==== Information given ====
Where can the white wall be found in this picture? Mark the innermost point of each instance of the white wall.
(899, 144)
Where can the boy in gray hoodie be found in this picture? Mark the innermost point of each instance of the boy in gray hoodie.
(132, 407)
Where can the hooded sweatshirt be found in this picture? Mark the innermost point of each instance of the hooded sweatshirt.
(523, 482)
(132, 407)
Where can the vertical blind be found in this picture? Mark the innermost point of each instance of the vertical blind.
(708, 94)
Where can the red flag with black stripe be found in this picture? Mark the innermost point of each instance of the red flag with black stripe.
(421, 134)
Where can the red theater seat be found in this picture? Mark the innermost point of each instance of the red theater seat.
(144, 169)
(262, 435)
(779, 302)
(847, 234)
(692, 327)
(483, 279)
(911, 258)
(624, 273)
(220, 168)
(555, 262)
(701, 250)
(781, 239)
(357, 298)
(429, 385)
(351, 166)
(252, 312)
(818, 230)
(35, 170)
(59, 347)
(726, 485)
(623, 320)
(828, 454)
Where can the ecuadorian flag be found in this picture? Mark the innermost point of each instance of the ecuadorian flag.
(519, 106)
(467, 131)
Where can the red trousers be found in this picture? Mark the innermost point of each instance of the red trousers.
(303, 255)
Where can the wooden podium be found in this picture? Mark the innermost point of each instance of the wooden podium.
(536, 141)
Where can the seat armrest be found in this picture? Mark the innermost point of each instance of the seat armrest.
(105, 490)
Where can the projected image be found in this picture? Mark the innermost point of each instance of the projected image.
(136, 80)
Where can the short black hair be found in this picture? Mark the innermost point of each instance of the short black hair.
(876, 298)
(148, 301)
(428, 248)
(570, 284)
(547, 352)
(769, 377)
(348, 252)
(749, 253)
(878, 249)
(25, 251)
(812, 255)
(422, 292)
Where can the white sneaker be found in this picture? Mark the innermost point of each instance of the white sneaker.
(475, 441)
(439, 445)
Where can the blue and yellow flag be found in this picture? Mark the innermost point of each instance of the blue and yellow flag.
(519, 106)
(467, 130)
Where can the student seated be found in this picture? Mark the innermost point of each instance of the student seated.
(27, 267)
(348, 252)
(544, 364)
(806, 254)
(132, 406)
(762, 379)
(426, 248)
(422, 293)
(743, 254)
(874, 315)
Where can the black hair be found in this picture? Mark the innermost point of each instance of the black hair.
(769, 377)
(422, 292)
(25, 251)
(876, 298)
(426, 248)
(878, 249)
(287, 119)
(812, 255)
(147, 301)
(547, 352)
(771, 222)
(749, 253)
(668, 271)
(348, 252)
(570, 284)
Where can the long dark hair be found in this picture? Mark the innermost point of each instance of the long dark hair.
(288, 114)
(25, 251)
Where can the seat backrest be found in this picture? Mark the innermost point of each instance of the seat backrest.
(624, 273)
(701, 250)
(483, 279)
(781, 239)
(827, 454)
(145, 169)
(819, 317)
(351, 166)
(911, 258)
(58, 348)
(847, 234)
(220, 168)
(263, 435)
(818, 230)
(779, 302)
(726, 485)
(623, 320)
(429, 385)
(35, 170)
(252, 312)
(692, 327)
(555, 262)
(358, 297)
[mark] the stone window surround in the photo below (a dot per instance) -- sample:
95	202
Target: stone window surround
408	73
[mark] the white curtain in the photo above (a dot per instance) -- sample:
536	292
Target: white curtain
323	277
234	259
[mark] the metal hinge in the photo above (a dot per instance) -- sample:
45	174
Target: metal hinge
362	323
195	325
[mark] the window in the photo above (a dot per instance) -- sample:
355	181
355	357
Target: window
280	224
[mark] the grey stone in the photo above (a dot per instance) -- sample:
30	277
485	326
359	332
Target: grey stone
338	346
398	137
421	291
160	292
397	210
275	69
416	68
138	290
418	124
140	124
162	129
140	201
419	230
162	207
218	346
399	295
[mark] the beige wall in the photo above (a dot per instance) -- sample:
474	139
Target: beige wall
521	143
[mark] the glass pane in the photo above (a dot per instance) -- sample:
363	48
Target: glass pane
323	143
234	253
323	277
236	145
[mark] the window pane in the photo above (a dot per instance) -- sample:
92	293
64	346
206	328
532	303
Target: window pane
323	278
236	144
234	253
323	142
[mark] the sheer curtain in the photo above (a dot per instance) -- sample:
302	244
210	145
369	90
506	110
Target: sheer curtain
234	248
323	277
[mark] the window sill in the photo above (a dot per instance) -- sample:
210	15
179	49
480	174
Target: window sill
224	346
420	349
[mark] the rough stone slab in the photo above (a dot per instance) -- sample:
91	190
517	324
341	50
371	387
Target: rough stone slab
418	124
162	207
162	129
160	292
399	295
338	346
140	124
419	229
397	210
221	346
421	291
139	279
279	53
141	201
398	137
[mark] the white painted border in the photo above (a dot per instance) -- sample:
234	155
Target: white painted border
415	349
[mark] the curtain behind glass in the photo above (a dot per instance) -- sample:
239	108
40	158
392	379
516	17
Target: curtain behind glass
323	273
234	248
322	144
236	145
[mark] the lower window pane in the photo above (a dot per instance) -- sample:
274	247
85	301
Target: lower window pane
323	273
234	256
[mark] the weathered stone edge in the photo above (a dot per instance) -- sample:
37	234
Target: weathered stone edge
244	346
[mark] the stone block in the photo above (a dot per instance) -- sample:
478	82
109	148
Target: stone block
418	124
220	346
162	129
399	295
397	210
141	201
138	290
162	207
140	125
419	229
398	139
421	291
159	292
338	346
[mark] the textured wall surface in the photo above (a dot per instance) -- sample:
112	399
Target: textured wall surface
====
Output, unchanged, the lines from the line with "[mark] the white painted" through the final line of the material.

> **Solved problem**
[mark] the white painted border in the photo above (a dot per instance) -- sample:
234	155
Target: white painted border
415	349
[mark] the curtain behind glass in the photo above (a dot per instance) -- sample:
239	108
40	158
392	379
516	17
Target: curtain behind glass
323	273
234	248
322	144
236	145
[mark] the lower window pane in the photo above (a dot per instance) -- sample:
274	247
85	301
Target: lower window pane
323	273
234	256
[mark] the weathered stone edge in the photo above (a dot per instance) -- sample:
37	234
Target: weathered stone edge
244	346
[mark] the stone block in the photo above (a dot per instance) -- sample:
478	82
109	148
Target: stone block
418	124
220	346
162	129
399	295
397	210
141	201
138	290
162	207
140	125
419	229
398	139
421	291
159	292
338	346
[mark] the textured wall surface in the photo above (a dot per instance) -- sample:
112	399
Target: textured wall surface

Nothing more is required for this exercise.